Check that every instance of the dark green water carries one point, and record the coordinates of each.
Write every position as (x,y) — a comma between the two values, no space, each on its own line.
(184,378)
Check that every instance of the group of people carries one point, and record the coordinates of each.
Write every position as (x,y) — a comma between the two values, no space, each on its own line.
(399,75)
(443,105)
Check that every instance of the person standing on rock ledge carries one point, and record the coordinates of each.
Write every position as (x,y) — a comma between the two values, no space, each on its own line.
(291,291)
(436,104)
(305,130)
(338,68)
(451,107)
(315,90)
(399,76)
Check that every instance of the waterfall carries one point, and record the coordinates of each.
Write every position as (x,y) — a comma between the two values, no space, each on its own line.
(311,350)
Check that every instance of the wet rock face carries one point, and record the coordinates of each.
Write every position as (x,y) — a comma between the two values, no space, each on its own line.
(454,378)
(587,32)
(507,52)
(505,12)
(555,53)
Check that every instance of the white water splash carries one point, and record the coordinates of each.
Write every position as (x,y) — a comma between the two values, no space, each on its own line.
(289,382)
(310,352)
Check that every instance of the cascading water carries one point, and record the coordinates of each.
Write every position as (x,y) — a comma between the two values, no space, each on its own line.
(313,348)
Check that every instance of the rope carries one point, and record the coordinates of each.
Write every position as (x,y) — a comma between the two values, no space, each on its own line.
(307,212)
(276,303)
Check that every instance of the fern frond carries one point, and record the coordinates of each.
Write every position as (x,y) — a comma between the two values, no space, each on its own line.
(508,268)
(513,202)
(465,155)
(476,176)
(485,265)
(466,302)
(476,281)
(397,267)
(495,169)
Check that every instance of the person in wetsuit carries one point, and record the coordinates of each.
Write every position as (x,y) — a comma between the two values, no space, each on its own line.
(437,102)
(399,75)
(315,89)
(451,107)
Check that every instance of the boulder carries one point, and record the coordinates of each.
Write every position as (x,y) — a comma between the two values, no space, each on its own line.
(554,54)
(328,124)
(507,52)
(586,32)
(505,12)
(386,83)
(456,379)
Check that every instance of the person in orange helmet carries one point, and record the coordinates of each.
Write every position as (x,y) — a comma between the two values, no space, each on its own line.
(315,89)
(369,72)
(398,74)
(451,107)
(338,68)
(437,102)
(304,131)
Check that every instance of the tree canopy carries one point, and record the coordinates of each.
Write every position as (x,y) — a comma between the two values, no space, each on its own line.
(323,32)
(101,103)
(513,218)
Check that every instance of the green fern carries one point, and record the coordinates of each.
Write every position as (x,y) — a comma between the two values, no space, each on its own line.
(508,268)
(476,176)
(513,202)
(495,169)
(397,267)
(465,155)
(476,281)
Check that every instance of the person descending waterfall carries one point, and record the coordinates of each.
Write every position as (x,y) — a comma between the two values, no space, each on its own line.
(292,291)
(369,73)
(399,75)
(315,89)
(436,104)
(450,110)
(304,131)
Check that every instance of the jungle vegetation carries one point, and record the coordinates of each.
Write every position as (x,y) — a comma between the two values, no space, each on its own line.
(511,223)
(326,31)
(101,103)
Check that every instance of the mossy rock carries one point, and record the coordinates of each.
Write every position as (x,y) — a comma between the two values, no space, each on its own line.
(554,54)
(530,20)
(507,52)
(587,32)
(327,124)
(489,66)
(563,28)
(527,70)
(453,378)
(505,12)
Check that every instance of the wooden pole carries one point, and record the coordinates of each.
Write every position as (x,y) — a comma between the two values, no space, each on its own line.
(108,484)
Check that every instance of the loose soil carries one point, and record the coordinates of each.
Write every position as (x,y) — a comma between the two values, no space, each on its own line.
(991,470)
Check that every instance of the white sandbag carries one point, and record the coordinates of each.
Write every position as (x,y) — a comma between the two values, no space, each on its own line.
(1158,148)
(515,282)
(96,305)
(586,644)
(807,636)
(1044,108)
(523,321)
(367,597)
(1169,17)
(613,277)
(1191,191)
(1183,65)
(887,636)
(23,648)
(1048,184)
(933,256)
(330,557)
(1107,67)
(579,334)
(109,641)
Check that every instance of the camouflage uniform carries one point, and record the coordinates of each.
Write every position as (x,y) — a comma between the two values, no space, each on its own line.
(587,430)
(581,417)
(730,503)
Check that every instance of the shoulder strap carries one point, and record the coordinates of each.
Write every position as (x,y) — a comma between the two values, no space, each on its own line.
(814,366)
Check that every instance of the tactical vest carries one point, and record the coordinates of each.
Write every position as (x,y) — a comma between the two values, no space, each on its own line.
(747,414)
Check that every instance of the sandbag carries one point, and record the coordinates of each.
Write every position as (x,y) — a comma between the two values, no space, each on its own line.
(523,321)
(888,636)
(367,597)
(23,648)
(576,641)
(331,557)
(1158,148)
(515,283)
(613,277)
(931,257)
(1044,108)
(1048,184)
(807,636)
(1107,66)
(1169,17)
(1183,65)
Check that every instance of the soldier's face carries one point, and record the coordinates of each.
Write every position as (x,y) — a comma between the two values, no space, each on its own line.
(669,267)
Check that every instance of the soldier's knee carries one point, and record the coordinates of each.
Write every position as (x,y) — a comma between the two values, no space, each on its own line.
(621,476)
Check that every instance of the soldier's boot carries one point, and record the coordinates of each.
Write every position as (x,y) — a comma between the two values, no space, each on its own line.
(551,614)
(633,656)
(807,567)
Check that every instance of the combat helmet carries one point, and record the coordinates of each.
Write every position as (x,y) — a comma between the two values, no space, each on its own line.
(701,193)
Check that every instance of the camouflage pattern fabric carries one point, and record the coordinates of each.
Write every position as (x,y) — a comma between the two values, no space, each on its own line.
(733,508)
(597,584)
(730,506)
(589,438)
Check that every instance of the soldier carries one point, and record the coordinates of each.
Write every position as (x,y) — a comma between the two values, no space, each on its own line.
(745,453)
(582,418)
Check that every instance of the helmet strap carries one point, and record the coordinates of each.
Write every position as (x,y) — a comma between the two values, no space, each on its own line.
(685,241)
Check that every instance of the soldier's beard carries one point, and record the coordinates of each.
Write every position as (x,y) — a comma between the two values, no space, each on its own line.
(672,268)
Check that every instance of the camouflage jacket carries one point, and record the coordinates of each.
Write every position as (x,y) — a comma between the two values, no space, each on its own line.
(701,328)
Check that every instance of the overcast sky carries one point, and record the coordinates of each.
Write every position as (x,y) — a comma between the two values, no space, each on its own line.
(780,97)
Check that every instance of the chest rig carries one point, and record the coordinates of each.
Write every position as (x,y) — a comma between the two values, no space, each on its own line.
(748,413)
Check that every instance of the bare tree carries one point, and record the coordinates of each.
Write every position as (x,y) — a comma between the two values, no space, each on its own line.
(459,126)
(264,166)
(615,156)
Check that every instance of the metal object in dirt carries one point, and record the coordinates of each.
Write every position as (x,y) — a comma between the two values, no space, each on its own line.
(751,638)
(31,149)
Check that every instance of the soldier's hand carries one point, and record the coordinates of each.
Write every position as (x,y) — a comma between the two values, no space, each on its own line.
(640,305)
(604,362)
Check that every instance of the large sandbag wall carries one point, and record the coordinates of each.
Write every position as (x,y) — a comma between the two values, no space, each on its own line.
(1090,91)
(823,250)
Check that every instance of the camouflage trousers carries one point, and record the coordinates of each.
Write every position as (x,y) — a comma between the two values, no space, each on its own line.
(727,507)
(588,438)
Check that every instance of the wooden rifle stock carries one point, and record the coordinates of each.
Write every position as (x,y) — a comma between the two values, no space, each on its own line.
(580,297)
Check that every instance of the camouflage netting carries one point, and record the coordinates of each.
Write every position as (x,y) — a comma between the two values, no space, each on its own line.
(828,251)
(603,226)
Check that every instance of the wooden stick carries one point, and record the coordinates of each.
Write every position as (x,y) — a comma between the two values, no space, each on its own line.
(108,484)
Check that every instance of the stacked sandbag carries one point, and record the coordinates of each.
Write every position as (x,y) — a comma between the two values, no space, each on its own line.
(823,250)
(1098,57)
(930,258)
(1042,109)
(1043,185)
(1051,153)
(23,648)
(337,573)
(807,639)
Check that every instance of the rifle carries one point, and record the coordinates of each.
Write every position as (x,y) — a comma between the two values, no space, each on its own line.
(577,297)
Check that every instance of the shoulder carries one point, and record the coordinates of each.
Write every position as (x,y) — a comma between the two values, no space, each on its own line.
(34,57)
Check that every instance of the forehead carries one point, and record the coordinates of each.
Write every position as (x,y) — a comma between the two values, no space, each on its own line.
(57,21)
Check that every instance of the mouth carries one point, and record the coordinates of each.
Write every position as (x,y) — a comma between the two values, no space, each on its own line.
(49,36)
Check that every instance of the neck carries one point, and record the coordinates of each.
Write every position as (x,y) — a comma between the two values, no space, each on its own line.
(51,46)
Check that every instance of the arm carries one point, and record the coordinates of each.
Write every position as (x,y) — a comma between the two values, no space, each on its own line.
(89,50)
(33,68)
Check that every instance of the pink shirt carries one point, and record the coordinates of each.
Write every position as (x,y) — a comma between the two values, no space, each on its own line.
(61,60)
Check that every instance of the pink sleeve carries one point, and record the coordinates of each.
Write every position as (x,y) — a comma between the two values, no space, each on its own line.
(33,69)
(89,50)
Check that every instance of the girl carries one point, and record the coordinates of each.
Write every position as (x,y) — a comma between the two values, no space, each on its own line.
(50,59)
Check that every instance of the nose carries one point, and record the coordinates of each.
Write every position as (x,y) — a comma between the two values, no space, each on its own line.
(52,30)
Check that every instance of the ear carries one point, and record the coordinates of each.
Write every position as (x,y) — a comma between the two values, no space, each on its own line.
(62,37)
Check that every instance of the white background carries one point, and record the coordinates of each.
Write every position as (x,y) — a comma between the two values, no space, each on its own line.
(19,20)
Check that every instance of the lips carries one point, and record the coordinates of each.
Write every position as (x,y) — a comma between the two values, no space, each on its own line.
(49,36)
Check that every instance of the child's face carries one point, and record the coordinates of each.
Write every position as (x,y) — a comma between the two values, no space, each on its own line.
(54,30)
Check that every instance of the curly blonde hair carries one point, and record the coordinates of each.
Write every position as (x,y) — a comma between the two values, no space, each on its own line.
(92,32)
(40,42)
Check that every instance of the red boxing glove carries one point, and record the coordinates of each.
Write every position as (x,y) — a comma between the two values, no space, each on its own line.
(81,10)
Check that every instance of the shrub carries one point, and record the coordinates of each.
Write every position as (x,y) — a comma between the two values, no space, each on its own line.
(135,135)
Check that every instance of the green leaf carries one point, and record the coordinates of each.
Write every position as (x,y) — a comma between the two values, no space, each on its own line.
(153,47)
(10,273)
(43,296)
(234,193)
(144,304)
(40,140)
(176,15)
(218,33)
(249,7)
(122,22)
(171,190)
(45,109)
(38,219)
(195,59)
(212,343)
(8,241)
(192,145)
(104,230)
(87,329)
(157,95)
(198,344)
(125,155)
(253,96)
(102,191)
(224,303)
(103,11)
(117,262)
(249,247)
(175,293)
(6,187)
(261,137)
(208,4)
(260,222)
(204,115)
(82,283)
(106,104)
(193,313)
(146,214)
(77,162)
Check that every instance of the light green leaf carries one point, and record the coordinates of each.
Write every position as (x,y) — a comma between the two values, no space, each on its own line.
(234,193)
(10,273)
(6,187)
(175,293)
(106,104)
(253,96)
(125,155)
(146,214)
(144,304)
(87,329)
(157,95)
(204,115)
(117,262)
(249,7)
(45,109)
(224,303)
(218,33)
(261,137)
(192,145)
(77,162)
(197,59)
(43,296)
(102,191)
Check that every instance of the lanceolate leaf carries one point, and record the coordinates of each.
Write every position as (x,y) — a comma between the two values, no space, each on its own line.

____________________

EXERCISE DIRECTIONS: Can you copy out, word for word, the lines of the items above, starting with the line that contains "Check that every instance of the light" and running through the very last line of the items?

WRITTEN SOLUTION:
Check that every instance of the light green leaf carries one point, and record the coordinates of each.
Write every position as (x,y) — a comma between the two values, no space, each on its own line.
(234,193)
(10,273)
(6,187)
(175,293)
(106,104)
(253,96)
(125,155)
(146,214)
(144,304)
(87,329)
(157,95)
(204,115)
(117,262)
(249,7)
(45,109)
(224,303)
(218,33)
(261,137)
(192,145)
(77,162)
(197,59)
(43,296)
(102,191)
Check that every instance of the lanceolate leaf carries one point, and record the coordinates of each.
Write every position as (x,y) — a comma between the two values, no space, each on its own line.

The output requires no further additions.